(What you have to do): Word for word, restate every line of the listing that follows.

(Stored rows):
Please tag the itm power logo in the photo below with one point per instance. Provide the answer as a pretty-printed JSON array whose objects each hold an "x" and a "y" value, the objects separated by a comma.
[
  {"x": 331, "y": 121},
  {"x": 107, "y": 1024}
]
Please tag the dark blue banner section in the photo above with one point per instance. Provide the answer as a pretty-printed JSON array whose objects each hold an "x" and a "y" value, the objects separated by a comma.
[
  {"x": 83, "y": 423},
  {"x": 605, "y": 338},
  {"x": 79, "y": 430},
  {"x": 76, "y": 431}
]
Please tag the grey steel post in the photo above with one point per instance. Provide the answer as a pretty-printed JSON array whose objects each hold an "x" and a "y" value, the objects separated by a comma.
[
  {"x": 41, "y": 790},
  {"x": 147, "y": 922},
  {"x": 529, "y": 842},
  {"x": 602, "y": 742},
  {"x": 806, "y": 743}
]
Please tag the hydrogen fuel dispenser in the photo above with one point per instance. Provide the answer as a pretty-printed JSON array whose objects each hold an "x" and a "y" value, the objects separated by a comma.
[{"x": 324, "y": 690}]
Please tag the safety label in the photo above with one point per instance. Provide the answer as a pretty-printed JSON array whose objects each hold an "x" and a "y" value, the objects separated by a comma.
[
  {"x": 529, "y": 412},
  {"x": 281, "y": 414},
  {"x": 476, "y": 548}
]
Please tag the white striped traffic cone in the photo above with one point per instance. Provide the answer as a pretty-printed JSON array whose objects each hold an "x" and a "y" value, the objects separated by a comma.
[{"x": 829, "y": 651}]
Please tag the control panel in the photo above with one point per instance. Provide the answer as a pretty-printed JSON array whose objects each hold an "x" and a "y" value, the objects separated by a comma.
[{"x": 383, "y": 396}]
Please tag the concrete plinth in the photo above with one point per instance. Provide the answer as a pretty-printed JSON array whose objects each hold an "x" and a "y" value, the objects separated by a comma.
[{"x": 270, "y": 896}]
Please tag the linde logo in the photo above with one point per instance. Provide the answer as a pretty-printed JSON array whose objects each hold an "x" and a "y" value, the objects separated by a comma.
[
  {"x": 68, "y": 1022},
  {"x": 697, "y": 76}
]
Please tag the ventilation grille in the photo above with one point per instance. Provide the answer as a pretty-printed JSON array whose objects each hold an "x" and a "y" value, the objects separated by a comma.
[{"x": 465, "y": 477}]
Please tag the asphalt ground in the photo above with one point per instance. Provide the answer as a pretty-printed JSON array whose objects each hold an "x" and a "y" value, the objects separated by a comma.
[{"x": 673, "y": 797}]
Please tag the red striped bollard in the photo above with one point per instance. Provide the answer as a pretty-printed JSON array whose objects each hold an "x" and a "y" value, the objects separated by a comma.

(Solved exercise):
Please tag the itm power logo in the photo below with one point per instance. Provide the answer as a pretty-printed JSON array whose objects each hold an "x" and a "y" value, the objects separated by a comma.
[
  {"x": 331, "y": 121},
  {"x": 107, "y": 1024}
]
Please tag the dark blue banner section in the photo above with one point per instance. Provide the answer as a pretty-printed JSON array whose objects each hold an "x" and a "y" value, the objects separated by a comma.
[
  {"x": 83, "y": 423},
  {"x": 605, "y": 338},
  {"x": 79, "y": 430},
  {"x": 76, "y": 431}
]
Please tag the grey steel post in the photo above with one point per instance. Provide the answer as a pretty-printed JSON array whose objects each hold an "x" and a "y" value, the objects separated by a comma.
[
  {"x": 41, "y": 790},
  {"x": 147, "y": 922},
  {"x": 529, "y": 842},
  {"x": 602, "y": 742},
  {"x": 806, "y": 743}
]
Please tag the hydrogen fuel dispenser in the photo above with one point per instance. Provide the answer as a pretty-printed JSON array whose objects each hold an "x" and a "y" value, the objects separated by a comma.
[{"x": 324, "y": 690}]
Please tag the safety label in the photo above with one point per instance. Provide the answer as a pretty-printed JSON array whose objects each hold an "x" and a "y" value, the objects separated by a comma.
[
  {"x": 529, "y": 412},
  {"x": 281, "y": 414},
  {"x": 476, "y": 548}
]
Please tag the white striped traffic cone in the photo above with one point per instance. Provide the answer as a pretty-printed JSON array whose objects each hold an "x" and a "y" value, the objects separated by a comma.
[{"x": 829, "y": 651}]
Please tag the control panel in the photo above with one point per instance. Provide the answer as a pretty-printed JSON array whose objects each hold an "x" and a "y" value, the objects separated by a comma.
[{"x": 383, "y": 396}]
Please tag the concrete plinth in the photo above with one point per instance. Provide the answer as a pretty-printed JSON array whose objects each hold an "x" and a "y" value, the objects separated by a comma.
[{"x": 270, "y": 896}]
Please tag the linde logo in the photo above with one point per instance. Provide the answer as a pretty-printed JSON array whose objects each hold an "x" and a "y" value, the objects separated by a comma.
[
  {"x": 68, "y": 1022},
  {"x": 697, "y": 76}
]
Please tag the ventilation grille in the photo above with one point per instance. Provide the answer as a pretty-printed JSON array whose objects each hold an "x" and a "y" value, the objects separated by a comma.
[{"x": 465, "y": 477}]
Please tag the asphalt ground in the photo above with one point per instance. Provide the answer as a pretty-printed JSON array whose objects each hold an "x" and a "y" value, the objects separated by a comma.
[{"x": 673, "y": 797}]
Please tag the red striped bollard in the photo above with one point per instance. Provide the answer as a pretty-printed JSON array whose objects each hold an "x" and a "y" value, the objects separated by a comma.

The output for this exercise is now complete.